Segment Start: EXERCISE DATA
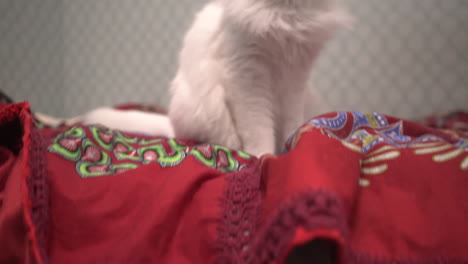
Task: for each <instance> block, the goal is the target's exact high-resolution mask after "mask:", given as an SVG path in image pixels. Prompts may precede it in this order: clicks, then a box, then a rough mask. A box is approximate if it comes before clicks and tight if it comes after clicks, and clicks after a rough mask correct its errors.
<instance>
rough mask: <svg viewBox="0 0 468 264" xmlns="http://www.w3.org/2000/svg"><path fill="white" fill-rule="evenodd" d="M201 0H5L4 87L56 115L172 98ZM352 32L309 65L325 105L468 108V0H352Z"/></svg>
mask: <svg viewBox="0 0 468 264" xmlns="http://www.w3.org/2000/svg"><path fill="white" fill-rule="evenodd" d="M204 2H205V1H202V0H177V1H163V0H99V1H98V0H41V1H32V0H0V89H1V90H3V91H5V92H6V93H7V94H10V95H11V96H13V97H14V98H15V99H16V100H23V99H24V100H29V101H30V102H31V104H32V105H33V108H34V109H35V110H37V111H42V112H45V113H48V114H51V115H58V116H71V115H74V114H78V113H81V112H83V111H86V110H87V109H90V108H93V107H97V106H102V105H112V104H115V103H121V102H128V101H134V102H135V101H136V102H156V103H159V104H161V105H167V100H168V93H167V87H168V83H169V81H170V80H171V78H172V76H173V75H174V72H175V69H176V66H177V51H178V50H179V48H180V45H181V40H182V37H183V33H184V31H185V30H186V29H187V27H188V26H189V24H190V22H191V20H192V18H193V15H194V13H195V11H196V10H197V9H198V8H199V7H200V6H201V5H202V4H203V3H204ZM346 3H347V5H348V6H349V8H350V9H351V11H352V13H353V14H354V15H355V16H356V23H355V25H354V29H353V30H350V31H347V32H342V33H340V34H339V36H338V37H337V38H336V39H335V40H334V41H333V42H332V43H330V45H329V46H328V47H327V48H326V50H325V51H324V53H323V54H322V56H321V57H320V59H319V61H318V64H317V66H316V68H315V69H314V70H313V79H314V85H315V86H316V87H317V89H318V91H319V93H320V95H321V98H322V100H323V105H324V107H323V111H330V110H364V111H380V112H383V113H388V114H392V115H397V116H401V117H405V118H417V117H421V116H424V115H427V114H430V113H433V112H438V111H447V110H454V109H460V108H463V109H467V110H468V77H467V76H468V53H467V52H466V49H467V48H468V1H466V0H444V1H441V0H388V1H382V0H347V2H346Z"/></svg>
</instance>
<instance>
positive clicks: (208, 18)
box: [169, 0, 348, 155]
mask: <svg viewBox="0 0 468 264" xmlns="http://www.w3.org/2000/svg"><path fill="white" fill-rule="evenodd" d="M347 20H348V19H347V16H346V13H345V12H343V11H341V10H340V9H339V8H338V7H337V5H336V4H335V1H334V0H217V1H213V2H211V3H209V4H208V5H206V6H205V7H204V8H203V9H202V10H201V11H200V12H199V13H198V15H197V16H196V19H195V22H194V23H193V25H192V27H191V29H190V30H189V31H188V33H187V35H186V37H185V41H184V47H183V49H182V52H181V55H180V66H179V70H178V72H177V75H176V77H175V79H174V81H173V83H172V87H171V93H172V101H171V103H170V107H169V117H170V119H171V121H172V124H173V126H174V131H175V134H176V136H177V137H184V138H192V139H197V140H200V141H203V142H210V143H215V144H221V145H224V146H227V147H230V148H234V149H243V150H244V151H246V152H249V153H251V154H255V155H262V154H265V153H275V152H276V151H279V148H280V146H281V145H282V143H283V142H284V141H285V139H286V138H287V137H288V136H289V134H290V133H291V132H293V131H294V129H296V128H297V127H298V126H299V125H301V124H302V123H303V122H304V119H305V117H304V112H305V100H306V98H305V97H306V96H307V88H306V84H307V80H308V78H309V73H310V70H311V67H312V63H313V62H314V60H315V59H316V57H317V56H318V54H319V51H320V50H321V48H322V47H323V45H324V43H325V42H326V40H328V39H329V38H330V36H331V33H332V32H333V31H334V30H335V29H336V28H337V27H338V26H340V25H343V24H345V23H346V22H347Z"/></svg>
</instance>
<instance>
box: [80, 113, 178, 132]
mask: <svg viewBox="0 0 468 264" xmlns="http://www.w3.org/2000/svg"><path fill="white" fill-rule="evenodd" d="M81 121H82V123H83V124H100V125H103V126H106V127H109V128H111V129H116V130H122V131H126V132H133V133H142V134H147V135H155V136H165V137H174V130H173V128H172V124H171V121H170V120H169V118H168V117H167V116H165V115H160V114H156V113H149V112H143V111H137V110H118V109H112V108H107V107H103V108H98V109H95V110H93V111H91V112H89V113H88V114H86V115H84V116H83V118H82V120H81Z"/></svg>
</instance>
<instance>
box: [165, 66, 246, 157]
mask: <svg viewBox="0 0 468 264" xmlns="http://www.w3.org/2000/svg"><path fill="white" fill-rule="evenodd" d="M197 88H198V89H194V88H193V87H191V86H190V84H189V82H187V81H186V79H185V77H184V75H183V74H180V73H179V74H178V75H177V77H176V78H175V80H174V81H173V83H172V87H171V92H172V94H173V95H172V99H171V103H170V105H169V118H170V119H171V122H172V124H173V126H174V132H175V135H176V137H179V138H186V139H193V140H197V141H199V142H201V143H210V144H217V145H222V146H225V147H228V148H231V149H241V147H242V144H241V141H240V139H239V136H238V135H237V131H236V128H235V125H234V123H233V118H232V116H231V112H230V111H229V109H228V107H227V104H226V101H225V100H224V97H225V95H224V94H225V91H224V88H223V87H222V86H221V85H220V84H215V83H214V82H211V81H209V80H208V79H204V78H202V80H201V83H200V85H199V86H198V87H197Z"/></svg>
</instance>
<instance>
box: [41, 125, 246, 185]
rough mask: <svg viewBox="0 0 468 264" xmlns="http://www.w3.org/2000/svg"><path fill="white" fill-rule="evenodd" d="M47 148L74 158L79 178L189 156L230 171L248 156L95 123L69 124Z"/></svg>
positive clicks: (112, 171)
mask: <svg viewBox="0 0 468 264" xmlns="http://www.w3.org/2000/svg"><path fill="white" fill-rule="evenodd" d="M49 151H50V152H53V153H56V154H58V155H60V156H62V157H63V158H65V159H66V160H69V161H72V162H75V163H76V165H75V167H76V171H77V173H78V174H79V175H80V176H81V177H83V178H88V177H97V176H105V175H115V174H118V173H122V172H125V171H128V170H132V169H136V168H138V167H139V166H141V165H142V164H148V163H151V162H157V163H158V164H159V165H160V166H161V167H162V168H166V167H174V166H177V165H179V164H180V163H182V162H183V161H184V160H185V159H186V158H187V157H189V156H193V157H194V158H195V160H197V161H198V162H200V163H201V164H203V165H204V166H207V167H210V168H214V169H218V170H220V171H223V172H230V171H236V170H239V169H241V168H242V167H243V165H241V163H244V164H245V163H246V162H247V160H248V159H250V158H252V157H251V156H250V155H249V154H247V153H245V152H242V151H237V152H236V151H234V150H230V149H228V148H225V147H222V146H217V145H209V144H203V145H196V146H192V147H189V146H186V145H183V144H181V143H180V142H179V141H178V140H176V139H164V138H158V139H151V140H147V139H141V140H139V139H138V138H136V137H134V138H130V137H127V136H125V135H124V134H123V133H121V132H119V131H112V130H110V129H106V128H102V127H98V126H87V127H86V126H84V127H81V126H77V127H72V128H70V129H69V130H67V131H66V132H64V133H62V134H59V135H58V136H57V137H56V138H55V140H54V141H53V143H52V145H51V146H50V147H49ZM234 152H235V153H237V156H236V157H238V158H235V157H234V155H233V153H234Z"/></svg>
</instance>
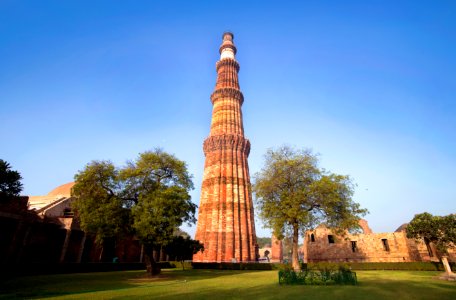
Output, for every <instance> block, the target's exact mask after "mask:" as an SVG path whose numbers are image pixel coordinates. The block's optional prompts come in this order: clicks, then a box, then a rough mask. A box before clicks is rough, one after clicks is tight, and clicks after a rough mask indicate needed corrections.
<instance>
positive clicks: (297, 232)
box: [291, 223, 301, 271]
mask: <svg viewBox="0 0 456 300" xmlns="http://www.w3.org/2000/svg"><path fill="white" fill-rule="evenodd" d="M298 240H299V225H298V224H297V223H295V224H293V244H292V248H291V266H292V267H293V270H295V271H301V265H300V263H299V257H298Z"/></svg>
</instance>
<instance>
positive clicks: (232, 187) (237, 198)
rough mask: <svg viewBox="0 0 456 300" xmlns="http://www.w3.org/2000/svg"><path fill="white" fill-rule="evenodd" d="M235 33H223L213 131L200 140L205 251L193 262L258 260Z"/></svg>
mask: <svg viewBox="0 0 456 300" xmlns="http://www.w3.org/2000/svg"><path fill="white" fill-rule="evenodd" d="M235 54H236V47H235V46H234V44H233V34H232V33H230V32H226V33H224V34H223V42H222V45H221V46H220V61H218V62H217V64H216V70H217V83H216V85H215V91H214V92H213V93H212V95H211V102H212V105H213V110H212V122H211V132H210V134H209V137H208V138H207V139H206V140H205V141H204V146H203V148H204V155H205V156H206V162H205V165H204V175H203V183H202V188H201V200H200V206H199V214H198V224H197V229H196V236H195V239H197V240H199V241H200V242H202V243H203V244H204V248H205V250H204V252H203V253H201V252H199V253H197V254H195V255H194V256H193V261H195V262H223V261H225V262H226V261H227V262H231V261H234V260H236V261H237V262H241V261H242V262H247V261H255V260H256V252H257V248H256V235H255V222H254V214H253V204H252V193H251V189H250V175H249V166H248V163H247V157H248V155H249V152H250V142H249V140H248V139H246V138H245V137H244V127H243V125H242V112H241V105H242V103H243V102H244V96H243V95H242V92H241V91H240V89H239V81H238V71H239V64H238V62H237V61H236V58H235Z"/></svg>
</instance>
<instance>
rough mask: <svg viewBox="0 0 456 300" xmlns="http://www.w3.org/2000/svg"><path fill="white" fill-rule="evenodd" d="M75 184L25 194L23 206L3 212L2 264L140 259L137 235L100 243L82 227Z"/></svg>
mask: <svg viewBox="0 0 456 300" xmlns="http://www.w3.org/2000/svg"><path fill="white" fill-rule="evenodd" d="M73 185H74V183H73V182H71V183H67V184H64V185H61V186H59V187H57V188H55V189H54V190H52V191H51V192H49V193H48V194H47V195H44V196H29V197H22V198H21V202H23V203H22V206H23V207H22V209H17V208H15V209H14V210H13V211H0V227H1V228H2V231H1V235H0V263H59V262H71V263H79V262H99V261H105V262H111V261H112V259H113V258H114V257H117V258H118V260H119V261H121V262H139V261H141V245H140V244H139V241H138V240H137V239H135V237H133V236H130V237H126V238H124V239H122V240H111V241H106V243H105V244H104V245H97V244H95V242H94V241H95V237H94V236H90V235H87V234H86V233H84V232H83V231H82V230H81V228H80V227H79V220H78V218H77V216H75V215H74V214H73V212H72V210H71V202H72V201H73V200H74V198H72V197H71V188H72V187H73ZM22 200H23V201H22ZM19 212H20V213H19ZM158 258H159V257H158Z"/></svg>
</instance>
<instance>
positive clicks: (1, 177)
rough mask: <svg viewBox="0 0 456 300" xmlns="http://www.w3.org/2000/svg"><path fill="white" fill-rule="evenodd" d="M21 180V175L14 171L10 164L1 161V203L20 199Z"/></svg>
mask: <svg viewBox="0 0 456 300" xmlns="http://www.w3.org/2000/svg"><path fill="white" fill-rule="evenodd" d="M21 180H22V177H21V174H20V173H19V172H18V171H13V170H12V169H11V165H10V164H9V163H8V162H6V161H4V160H3V159H0V203H6V202H9V201H10V200H11V199H14V198H15V197H19V194H20V192H21V191H22V183H21Z"/></svg>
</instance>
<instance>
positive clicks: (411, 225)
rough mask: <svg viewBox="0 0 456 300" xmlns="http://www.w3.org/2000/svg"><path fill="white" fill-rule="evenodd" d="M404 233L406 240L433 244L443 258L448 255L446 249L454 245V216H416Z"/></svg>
mask: <svg viewBox="0 0 456 300" xmlns="http://www.w3.org/2000/svg"><path fill="white" fill-rule="evenodd" d="M406 231H407V237H408V238H411V239H416V240H424V241H425V242H427V243H429V242H431V243H433V244H434V245H435V246H436V248H437V250H438V251H439V252H440V253H441V254H443V256H444V255H446V254H447V253H448V248H450V247H454V246H455V245H456V214H450V215H448V216H433V215H432V214H430V213H427V212H424V213H421V214H417V215H415V216H414V217H413V219H412V221H410V223H409V224H408V225H407V228H406ZM441 258H442V257H441ZM450 271H451V270H450Z"/></svg>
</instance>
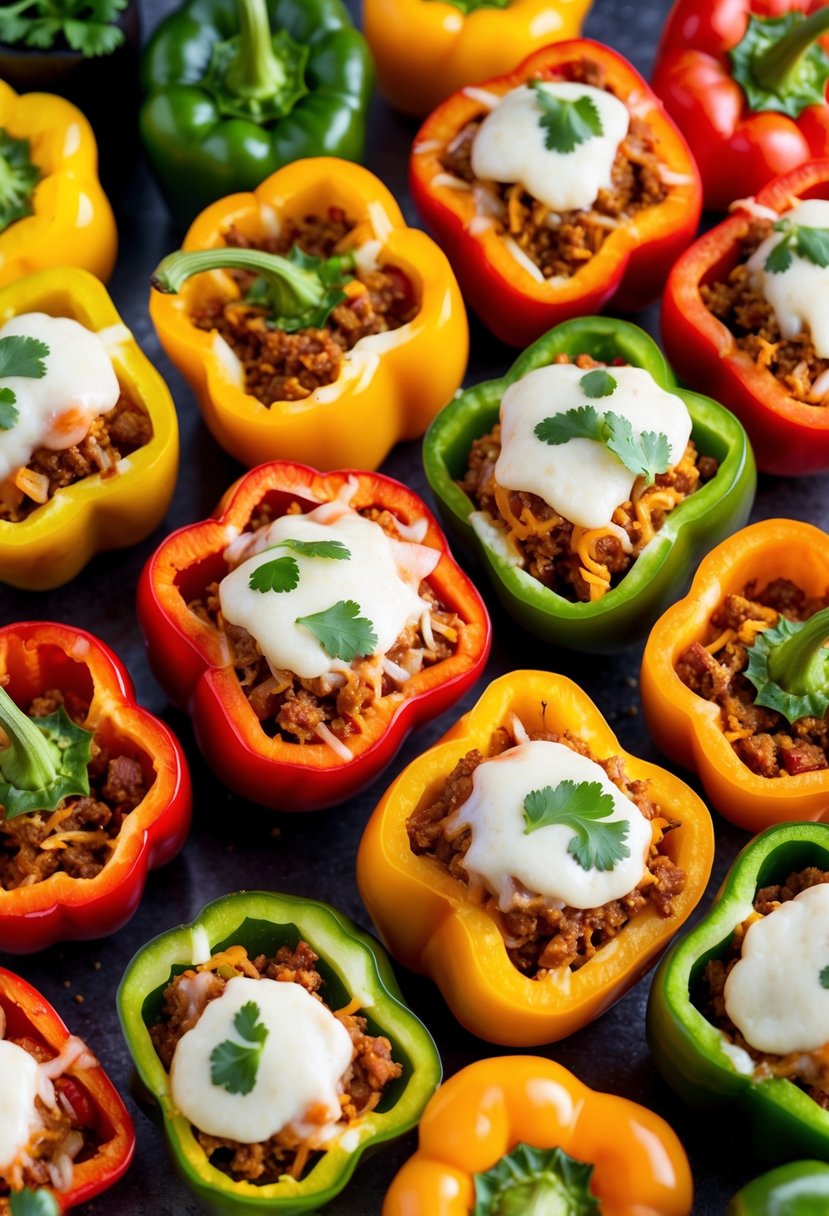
Segment End: EXERCISE DATA
State how many lines in the items above contain the string "after". Reply with the number alone.

EXERCISE RESULT —
2